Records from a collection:
* * *
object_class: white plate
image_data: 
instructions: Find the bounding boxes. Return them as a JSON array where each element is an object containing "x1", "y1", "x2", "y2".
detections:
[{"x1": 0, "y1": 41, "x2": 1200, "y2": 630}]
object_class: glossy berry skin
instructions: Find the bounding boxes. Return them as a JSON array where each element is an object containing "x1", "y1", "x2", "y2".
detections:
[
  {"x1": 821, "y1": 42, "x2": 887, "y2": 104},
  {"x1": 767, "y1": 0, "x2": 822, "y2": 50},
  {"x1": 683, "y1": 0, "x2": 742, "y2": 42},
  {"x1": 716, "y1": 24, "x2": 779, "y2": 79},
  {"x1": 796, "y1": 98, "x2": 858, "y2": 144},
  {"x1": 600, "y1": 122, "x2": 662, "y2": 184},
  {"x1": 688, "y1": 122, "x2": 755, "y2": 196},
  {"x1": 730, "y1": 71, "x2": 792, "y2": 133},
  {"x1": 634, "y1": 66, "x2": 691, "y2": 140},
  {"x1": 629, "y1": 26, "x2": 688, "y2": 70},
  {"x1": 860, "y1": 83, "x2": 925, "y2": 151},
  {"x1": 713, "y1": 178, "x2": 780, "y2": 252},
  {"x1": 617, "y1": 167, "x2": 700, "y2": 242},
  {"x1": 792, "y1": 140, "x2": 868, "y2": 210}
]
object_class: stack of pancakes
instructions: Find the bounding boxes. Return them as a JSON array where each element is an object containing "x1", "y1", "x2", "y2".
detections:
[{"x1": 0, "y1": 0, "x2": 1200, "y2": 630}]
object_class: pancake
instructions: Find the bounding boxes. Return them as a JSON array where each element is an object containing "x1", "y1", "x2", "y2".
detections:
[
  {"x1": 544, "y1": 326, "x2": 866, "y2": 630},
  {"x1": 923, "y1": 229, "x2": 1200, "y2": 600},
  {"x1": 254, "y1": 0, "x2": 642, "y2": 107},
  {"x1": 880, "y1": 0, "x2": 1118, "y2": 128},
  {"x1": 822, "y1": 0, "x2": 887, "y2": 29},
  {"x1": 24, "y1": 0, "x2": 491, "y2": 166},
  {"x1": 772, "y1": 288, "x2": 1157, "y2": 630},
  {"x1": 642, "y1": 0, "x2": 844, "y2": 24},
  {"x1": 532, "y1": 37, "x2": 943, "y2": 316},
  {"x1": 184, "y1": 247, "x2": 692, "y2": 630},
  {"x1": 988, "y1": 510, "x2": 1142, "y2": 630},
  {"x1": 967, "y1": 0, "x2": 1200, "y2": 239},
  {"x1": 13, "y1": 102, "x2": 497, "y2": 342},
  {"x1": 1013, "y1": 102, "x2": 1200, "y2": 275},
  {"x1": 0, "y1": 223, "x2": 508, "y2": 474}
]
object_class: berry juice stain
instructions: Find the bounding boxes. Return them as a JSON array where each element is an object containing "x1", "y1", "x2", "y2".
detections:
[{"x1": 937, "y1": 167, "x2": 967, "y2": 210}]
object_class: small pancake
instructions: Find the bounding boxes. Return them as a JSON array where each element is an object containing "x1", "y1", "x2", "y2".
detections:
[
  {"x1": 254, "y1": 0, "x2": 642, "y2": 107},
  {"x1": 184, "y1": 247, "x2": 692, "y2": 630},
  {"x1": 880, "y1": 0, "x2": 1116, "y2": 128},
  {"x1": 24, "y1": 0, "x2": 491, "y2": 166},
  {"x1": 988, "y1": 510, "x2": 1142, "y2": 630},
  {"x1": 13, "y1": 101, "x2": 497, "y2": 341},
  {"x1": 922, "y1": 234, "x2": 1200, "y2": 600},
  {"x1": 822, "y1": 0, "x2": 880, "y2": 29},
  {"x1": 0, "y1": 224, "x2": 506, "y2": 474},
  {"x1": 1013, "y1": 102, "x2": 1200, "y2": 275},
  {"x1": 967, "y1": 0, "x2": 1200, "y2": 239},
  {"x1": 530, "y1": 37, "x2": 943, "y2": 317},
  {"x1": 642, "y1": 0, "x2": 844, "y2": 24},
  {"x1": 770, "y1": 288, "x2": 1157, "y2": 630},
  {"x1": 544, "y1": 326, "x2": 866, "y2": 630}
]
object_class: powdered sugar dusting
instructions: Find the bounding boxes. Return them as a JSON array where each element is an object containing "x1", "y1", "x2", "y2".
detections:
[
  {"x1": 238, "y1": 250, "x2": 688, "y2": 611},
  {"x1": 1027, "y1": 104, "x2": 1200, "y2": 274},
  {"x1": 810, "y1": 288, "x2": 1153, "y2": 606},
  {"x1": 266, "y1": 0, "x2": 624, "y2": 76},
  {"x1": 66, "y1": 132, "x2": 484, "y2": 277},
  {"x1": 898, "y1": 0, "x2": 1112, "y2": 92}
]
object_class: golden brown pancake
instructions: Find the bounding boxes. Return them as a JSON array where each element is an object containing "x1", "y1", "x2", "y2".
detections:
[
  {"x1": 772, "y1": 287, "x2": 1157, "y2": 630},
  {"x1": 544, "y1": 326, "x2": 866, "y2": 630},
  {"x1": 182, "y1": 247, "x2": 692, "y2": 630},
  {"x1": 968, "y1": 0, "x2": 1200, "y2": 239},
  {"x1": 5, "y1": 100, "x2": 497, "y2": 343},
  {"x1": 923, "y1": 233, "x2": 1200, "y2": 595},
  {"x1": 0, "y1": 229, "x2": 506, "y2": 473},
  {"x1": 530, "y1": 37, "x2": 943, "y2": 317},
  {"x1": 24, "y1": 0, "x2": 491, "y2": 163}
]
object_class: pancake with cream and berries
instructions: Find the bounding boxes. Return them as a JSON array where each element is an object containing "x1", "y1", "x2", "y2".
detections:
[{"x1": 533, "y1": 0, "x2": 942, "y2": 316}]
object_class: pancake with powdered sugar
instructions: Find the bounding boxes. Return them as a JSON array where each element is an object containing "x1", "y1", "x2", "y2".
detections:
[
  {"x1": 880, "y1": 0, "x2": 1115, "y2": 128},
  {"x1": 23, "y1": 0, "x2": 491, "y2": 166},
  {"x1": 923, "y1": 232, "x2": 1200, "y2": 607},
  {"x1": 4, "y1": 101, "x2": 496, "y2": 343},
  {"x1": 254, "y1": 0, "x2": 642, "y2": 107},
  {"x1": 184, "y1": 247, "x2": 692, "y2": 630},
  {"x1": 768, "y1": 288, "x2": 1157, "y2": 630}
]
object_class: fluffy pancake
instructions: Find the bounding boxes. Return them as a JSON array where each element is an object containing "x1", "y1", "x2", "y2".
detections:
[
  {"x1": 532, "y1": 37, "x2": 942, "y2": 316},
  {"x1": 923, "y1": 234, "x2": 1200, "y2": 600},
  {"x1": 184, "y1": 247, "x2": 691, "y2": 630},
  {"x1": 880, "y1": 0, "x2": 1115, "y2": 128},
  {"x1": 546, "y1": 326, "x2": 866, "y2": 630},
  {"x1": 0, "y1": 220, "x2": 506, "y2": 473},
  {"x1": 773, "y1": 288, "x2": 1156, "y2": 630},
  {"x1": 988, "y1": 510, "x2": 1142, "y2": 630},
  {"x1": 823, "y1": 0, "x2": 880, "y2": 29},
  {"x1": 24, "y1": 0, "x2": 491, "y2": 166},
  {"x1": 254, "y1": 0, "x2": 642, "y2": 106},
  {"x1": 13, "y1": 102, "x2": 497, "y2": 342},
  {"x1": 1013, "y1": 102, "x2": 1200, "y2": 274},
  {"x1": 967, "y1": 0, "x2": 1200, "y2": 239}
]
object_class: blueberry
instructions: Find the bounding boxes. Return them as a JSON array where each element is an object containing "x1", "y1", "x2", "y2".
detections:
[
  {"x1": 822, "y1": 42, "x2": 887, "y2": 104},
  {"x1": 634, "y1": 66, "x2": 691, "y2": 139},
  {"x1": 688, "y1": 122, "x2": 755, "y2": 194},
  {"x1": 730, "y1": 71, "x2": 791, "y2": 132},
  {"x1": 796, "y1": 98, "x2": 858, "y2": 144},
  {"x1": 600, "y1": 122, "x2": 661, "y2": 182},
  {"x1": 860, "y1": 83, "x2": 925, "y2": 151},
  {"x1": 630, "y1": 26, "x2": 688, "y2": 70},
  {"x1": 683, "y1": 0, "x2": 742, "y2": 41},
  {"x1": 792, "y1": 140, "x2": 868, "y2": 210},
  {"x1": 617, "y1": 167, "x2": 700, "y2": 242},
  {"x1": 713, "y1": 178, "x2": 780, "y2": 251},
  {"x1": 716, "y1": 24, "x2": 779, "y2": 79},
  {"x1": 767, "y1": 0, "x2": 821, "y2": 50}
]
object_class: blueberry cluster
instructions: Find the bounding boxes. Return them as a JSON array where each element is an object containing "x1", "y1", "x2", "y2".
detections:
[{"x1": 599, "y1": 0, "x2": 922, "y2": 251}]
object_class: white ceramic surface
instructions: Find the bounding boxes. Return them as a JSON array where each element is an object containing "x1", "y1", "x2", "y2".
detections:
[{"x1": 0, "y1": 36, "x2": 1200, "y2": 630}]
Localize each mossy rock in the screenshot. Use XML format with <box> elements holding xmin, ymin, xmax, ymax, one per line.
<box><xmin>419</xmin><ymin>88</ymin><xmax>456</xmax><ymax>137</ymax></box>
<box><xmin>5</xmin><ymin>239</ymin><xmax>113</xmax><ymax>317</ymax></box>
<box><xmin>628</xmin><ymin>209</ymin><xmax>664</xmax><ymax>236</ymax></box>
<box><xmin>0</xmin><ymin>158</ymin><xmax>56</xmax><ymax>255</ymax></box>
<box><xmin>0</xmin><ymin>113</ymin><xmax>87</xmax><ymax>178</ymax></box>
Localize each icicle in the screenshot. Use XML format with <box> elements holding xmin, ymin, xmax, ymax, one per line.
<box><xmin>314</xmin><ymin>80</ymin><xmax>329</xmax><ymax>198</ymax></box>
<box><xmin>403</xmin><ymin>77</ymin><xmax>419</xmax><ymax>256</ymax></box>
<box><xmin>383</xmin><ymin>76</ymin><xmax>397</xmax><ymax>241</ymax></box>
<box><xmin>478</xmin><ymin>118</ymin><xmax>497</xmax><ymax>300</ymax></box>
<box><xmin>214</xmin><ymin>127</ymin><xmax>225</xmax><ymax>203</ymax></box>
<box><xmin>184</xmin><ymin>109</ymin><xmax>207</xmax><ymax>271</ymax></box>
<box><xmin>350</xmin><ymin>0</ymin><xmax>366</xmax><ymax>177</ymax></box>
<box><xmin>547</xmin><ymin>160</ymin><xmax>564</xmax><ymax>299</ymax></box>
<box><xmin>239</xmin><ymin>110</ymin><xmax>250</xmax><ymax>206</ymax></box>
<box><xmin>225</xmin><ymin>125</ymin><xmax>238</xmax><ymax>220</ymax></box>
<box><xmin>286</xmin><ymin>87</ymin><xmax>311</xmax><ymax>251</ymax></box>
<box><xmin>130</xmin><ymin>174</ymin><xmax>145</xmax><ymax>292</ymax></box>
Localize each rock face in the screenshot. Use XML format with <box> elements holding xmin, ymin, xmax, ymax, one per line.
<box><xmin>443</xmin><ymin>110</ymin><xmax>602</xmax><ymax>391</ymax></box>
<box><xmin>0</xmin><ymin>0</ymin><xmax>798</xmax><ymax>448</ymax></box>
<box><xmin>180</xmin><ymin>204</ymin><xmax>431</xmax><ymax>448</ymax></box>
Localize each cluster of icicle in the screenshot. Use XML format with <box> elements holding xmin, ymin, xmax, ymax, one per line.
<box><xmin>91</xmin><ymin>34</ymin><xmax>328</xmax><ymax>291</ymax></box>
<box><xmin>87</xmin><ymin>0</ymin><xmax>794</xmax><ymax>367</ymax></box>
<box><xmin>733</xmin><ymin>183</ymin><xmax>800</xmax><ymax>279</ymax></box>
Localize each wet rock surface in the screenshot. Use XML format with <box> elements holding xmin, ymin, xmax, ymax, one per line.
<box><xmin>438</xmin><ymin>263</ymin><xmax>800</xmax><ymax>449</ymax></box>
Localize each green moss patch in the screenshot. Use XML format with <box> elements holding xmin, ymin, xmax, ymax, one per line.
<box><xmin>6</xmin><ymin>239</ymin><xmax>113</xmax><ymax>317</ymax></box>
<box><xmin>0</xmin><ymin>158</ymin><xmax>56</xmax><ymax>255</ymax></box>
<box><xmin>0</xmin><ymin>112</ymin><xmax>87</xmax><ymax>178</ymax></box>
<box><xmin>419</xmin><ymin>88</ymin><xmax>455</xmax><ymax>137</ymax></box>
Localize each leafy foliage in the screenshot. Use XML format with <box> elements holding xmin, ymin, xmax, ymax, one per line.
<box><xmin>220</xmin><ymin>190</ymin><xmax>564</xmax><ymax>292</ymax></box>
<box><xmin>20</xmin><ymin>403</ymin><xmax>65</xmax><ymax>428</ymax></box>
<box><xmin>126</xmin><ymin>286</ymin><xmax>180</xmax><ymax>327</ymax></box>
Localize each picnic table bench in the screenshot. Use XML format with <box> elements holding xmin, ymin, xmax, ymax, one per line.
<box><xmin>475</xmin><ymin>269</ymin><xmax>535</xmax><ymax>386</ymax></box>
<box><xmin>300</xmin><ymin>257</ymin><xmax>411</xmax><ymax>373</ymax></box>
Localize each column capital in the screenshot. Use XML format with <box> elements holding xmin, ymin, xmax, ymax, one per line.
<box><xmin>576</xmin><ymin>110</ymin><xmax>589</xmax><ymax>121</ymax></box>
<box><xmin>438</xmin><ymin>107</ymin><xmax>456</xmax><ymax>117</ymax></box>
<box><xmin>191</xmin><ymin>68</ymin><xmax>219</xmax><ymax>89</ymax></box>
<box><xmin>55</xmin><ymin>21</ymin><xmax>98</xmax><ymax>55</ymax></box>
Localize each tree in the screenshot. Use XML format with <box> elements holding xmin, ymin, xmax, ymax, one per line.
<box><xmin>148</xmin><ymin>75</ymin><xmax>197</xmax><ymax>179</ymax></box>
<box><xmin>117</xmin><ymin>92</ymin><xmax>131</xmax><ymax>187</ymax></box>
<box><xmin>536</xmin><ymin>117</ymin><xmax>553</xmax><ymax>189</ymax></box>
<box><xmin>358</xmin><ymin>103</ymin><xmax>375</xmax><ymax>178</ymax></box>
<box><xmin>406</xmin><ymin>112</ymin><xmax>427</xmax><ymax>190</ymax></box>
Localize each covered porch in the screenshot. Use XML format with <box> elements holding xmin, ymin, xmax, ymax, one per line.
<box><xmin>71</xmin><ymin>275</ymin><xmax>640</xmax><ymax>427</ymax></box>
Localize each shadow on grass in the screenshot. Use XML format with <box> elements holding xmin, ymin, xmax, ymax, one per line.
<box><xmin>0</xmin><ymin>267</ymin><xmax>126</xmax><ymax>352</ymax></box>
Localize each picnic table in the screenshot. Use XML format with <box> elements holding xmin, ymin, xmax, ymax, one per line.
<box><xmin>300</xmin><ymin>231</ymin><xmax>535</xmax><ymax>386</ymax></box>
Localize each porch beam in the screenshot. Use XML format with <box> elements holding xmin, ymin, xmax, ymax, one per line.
* * *
WHAT YOU NEED TO DO →
Return, word for word, each line from the line that contains "Localize each covered" to the end of the listing above; include both end lines and nothing else.

TASK ANSWER →
Localize each covered porch in the screenshot. Use XML format with <box> elements holding xmin, ymin, xmax, ymax, one per line.
<box><xmin>71</xmin><ymin>275</ymin><xmax>640</xmax><ymax>427</ymax></box>
Localize each shadow on grass in the screenshot. Use XML format with <box> elements holding xmin, ymin, xmax, ymax, one per line.
<box><xmin>0</xmin><ymin>267</ymin><xmax>126</xmax><ymax>352</ymax></box>
Localize each picnic table in the screenshot. Use XML format with <box> elements holding xmin, ymin, xmax, ymax, one per line.
<box><xmin>300</xmin><ymin>231</ymin><xmax>535</xmax><ymax>386</ymax></box>
Localize each porch beam in the screenshot. Use XML format with <box> elements holding xmin, ymin, xmax, ymax, one per line.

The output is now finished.